> Exercise objective: I would like you to transcribe all of the data exactly.

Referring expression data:
== Segment start ==

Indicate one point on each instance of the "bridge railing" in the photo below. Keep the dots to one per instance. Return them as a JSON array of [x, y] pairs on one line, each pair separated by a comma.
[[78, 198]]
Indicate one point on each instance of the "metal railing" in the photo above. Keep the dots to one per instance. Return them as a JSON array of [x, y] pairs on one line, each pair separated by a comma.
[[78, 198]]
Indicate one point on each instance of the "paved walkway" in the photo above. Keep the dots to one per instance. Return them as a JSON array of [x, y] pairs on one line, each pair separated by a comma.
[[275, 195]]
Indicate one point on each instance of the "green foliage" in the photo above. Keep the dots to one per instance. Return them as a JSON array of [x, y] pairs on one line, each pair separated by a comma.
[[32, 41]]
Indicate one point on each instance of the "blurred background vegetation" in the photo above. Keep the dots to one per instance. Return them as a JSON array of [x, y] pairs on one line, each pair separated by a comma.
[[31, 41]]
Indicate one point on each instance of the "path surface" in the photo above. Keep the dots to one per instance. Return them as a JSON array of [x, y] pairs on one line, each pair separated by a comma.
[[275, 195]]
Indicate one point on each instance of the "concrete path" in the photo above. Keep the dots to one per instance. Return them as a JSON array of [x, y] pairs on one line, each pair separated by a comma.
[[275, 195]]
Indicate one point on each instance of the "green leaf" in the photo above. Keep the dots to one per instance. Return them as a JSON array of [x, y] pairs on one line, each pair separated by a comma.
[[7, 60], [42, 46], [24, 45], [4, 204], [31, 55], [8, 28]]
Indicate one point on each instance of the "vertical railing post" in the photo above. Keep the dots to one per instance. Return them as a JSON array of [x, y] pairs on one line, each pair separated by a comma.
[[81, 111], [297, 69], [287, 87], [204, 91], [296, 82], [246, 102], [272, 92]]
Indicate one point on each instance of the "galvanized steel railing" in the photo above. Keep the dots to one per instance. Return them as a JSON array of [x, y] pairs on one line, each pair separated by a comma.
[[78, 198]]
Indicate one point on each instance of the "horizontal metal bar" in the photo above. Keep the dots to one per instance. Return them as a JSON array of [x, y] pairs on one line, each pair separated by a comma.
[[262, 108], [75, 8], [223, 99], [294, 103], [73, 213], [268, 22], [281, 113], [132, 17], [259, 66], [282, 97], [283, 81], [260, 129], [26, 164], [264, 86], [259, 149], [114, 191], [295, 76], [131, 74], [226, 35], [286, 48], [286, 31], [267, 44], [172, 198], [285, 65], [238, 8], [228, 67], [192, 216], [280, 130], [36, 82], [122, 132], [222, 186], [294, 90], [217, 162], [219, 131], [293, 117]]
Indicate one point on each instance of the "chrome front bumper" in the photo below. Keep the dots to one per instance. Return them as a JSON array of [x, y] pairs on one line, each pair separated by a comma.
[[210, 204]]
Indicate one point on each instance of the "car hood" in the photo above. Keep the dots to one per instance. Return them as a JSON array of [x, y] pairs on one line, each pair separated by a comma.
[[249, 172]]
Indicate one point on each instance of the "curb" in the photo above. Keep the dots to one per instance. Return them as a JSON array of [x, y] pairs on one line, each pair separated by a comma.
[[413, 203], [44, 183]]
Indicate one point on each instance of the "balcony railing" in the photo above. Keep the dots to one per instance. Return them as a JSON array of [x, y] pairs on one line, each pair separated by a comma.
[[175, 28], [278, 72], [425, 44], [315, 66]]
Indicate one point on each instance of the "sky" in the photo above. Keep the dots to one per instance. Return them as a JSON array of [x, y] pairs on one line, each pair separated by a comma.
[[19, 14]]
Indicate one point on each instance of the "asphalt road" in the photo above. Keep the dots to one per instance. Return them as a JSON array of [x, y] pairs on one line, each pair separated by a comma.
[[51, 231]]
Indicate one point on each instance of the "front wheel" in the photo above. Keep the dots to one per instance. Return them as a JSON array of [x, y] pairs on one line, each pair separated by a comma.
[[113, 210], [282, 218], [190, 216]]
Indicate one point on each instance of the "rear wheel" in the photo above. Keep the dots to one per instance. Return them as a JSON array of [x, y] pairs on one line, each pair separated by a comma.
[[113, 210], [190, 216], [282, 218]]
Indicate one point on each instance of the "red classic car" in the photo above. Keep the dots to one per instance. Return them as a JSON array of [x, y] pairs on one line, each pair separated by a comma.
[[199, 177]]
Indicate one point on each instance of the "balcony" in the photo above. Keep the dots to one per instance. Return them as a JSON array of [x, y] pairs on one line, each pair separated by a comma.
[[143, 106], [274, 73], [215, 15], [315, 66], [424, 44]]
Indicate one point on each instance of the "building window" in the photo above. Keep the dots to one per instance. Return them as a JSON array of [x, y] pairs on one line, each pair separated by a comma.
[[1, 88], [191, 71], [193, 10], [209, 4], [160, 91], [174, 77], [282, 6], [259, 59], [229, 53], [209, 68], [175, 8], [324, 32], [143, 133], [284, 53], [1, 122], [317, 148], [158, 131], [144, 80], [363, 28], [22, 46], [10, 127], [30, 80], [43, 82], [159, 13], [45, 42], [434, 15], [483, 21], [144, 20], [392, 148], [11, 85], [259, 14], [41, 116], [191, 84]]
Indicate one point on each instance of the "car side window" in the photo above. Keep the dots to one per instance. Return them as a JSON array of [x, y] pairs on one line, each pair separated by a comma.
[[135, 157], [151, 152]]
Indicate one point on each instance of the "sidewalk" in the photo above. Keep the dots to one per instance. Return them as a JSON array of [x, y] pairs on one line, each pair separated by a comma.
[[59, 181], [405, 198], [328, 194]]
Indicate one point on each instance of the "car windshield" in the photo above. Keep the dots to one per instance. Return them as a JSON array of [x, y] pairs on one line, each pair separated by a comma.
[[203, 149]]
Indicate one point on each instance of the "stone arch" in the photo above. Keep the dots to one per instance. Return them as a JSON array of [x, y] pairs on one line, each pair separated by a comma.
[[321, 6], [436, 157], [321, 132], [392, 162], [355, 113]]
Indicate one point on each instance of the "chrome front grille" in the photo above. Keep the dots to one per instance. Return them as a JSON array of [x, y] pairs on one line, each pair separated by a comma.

== Segment end ==

> Exercise output:
Indicate one point on each instance of the "bridge railing" in the photo below. Keep the dots to one per instance. Return them as a JSON array of [x, y] pairs on one line, each pair separated by a comma.
[[78, 198]]
Indicate one point on each instance of the "metal railing" in the photo above. Keep the dots to one per instance. Return them as a JSON array of [x, y] pairs on one line, each pair separated by a comma.
[[78, 198]]
Indicate one point on each instance of the "paved walkway" in the photo above. Keep the dots to one per instance. Return them as a JSON array of [x, y] pairs on one line, each pair separated by a comma.
[[275, 195]]
Indicate one point on each instance of the "green foliage" in the photo above. Keep the dots to one per instance. Return them as a JSON array of [x, y] pairs on one line, each pair separated by a comma.
[[32, 41]]
Indicate one point on each instance of the "blurred background vegetation" in the photo above. Keep the dots to one per instance. Return them as a JSON array of [x, y] pairs on one line, each pair separated by a comma.
[[31, 41]]
Indicate one point on each instance of the "path surface" in the photo above. Keep the dots to one per instance. Return them as a JSON array of [x, y] pairs on one line, each pair separated by a comma.
[[275, 195]]
Indicate one point on each instance of the "concrete path" in the photo above. Keep the dots to one per instance. Return them as a JSON array of [x, y] pairs on one line, each pair separated by a comma.
[[275, 195]]
Indicate one point on each instance of the "green leaf" in the photo above. Keep the dots to one per instance. Return them as a JSON array of [x, y] pairs on one line, each pair separated by a comma.
[[7, 60], [42, 46], [24, 45], [4, 204], [31, 55], [8, 28]]
Indicate one point on each instance of the "vertical railing post" in the photo above. Keep the dots to one per instance. Return them as a JSON array of [x, y] pairs on one line, each pair separated by a comma.
[[81, 111], [297, 69], [287, 87], [204, 91], [296, 82], [246, 102], [272, 92]]
Indicate one point on each instance of the "galvanized steel railing" in the photo above. Keep the dots to one per instance. Return them as a JSON array of [x, y] pairs on one line, each pair separated by a comma.
[[78, 198]]
Indicate one point on each instance of the "horizontal metal bar" in the photo above. Keep the dots to one per instance. Return them as a JSON array of [x, y] pairs on one line, each pair separated by a comma.
[[262, 108], [75, 8], [223, 99], [294, 103], [73, 213], [268, 22], [281, 113], [132, 17], [259, 66], [282, 97], [283, 81], [260, 129], [26, 164], [264, 86], [259, 149], [114, 191], [295, 76], [131, 74], [226, 35], [286, 48], [286, 31], [267, 44], [172, 198], [285, 65], [238, 8], [228, 67], [192, 216], [280, 130], [36, 82], [122, 132], [222, 186], [294, 90], [217, 162], [219, 131], [293, 117]]
Indicate one point on each instance of the "chrome front bumper" in the photo below. Keep the dots to one per instance. Return them as a JSON array of [x, y] pairs on one line, each pair separated by a comma.
[[210, 204]]
Indicate one point on each instance of the "car hood" in the photo above. Keep the dots to one per instance. Return them as a JSON array of [x, y] pairs on one line, each pair separated by a comma.
[[249, 172]]
Indicate one point on each instance of the "curb" in the photo above. Keep the dots to one per instance. Return them as a JSON array of [x, y] pairs on one line, each pair separated by a comma.
[[413, 203], [44, 183]]
Indicate one point on each instance of the "balcony railing" in the photo above. Keep the dots to one per instance. Return them as a JSON array of [x, y] pairs on one line, each pair separated by a comma.
[[175, 28], [278, 72], [425, 44], [315, 66]]
Indicate one point on each instance of the "sky" in the photo above. Keep the dots to one per instance. Return them as a JSON array of [x, y] pairs on one line, each pair separated by a comma.
[[19, 14]]
Indicate one point on each instance of the "asphalt road" in the photo above. Keep the dots to one per instance. Return them as a JSON array of [x, y] pairs on one line, each pair separated by a comma.
[[51, 231]]
Indicate one point on each instance of the "front wheel" in the photo above. Keep the dots to one per instance. Return them as a JSON array of [x, y] pairs on one line, each pair separated by a comma.
[[113, 210], [282, 218], [190, 216]]
Indicate one point on each instance of the "rear wheel" in the photo above. Keep the dots to one per instance. Return them as a JSON array of [x, y] pairs on one line, each pair separated by a comma.
[[113, 210], [190, 216], [282, 218]]
Indicate one point on each instance of the "red classic car" in the photo above. Keep the dots to one per instance. Return them as a JSON array of [x, y] pairs on one line, each pair separated by a comma.
[[199, 177]]
Indicate one point on each instance of the "balcony" in the photo above. Keep the dots to one per instance. Return them as a JSON array of [x, y] pairs on one line, each pair separated by a comma.
[[143, 106], [274, 73], [215, 15], [315, 66], [424, 44]]
Indicate one point on each instance of the "building window" in the photo above. Keep the dots to one per instance. Return them as a JSON array of [x, y] pairs on one line, each pair separated by a comma.
[[1, 88], [191, 71], [193, 10], [209, 4], [160, 91], [174, 77], [282, 6], [259, 59], [229, 53], [209, 68], [175, 8], [324, 32], [143, 133], [284, 53], [1, 122], [317, 148], [158, 131], [144, 80], [363, 28], [22, 46], [10, 127], [30, 80], [43, 82], [159, 13], [45, 42], [434, 15], [483, 21], [144, 20], [392, 148], [11, 85], [259, 14], [41, 116], [191, 84]]
Indicate one point on each instance of the "car side window" in the photo above. Keep the dots to one per instance. Return them as a JSON array of [x, y] pairs on one line, each pair separated by a comma.
[[135, 157], [151, 152]]
Indicate one point on each instance of the "sidewalk" in the photo above. Keep the dots to one per instance. Return them as a JSON array of [x, y] pairs on one line, each pair separated by a comma.
[[59, 181], [405, 198], [328, 194]]
Indicate one point on each instance of the "car windshield" in the photo above. Keep the dots to one per instance. Return them as a JSON array of [x, y] pairs on one line, each pair separated by a comma.
[[203, 149]]
Indicate one point on each instance of the "stone arch" in the photo above. Keep the dots to one per instance. Return them as a JSON array of [x, y] pairs on one line, each pair separated by a comma.
[[321, 6], [436, 157], [321, 132], [392, 162], [355, 113]]
Indicate one point on each instance of the "chrome front grille" in the photo above. Keep the dots to one per instance. Return them as a JSON array of [x, y] pairs on one line, each pair separated by a comma.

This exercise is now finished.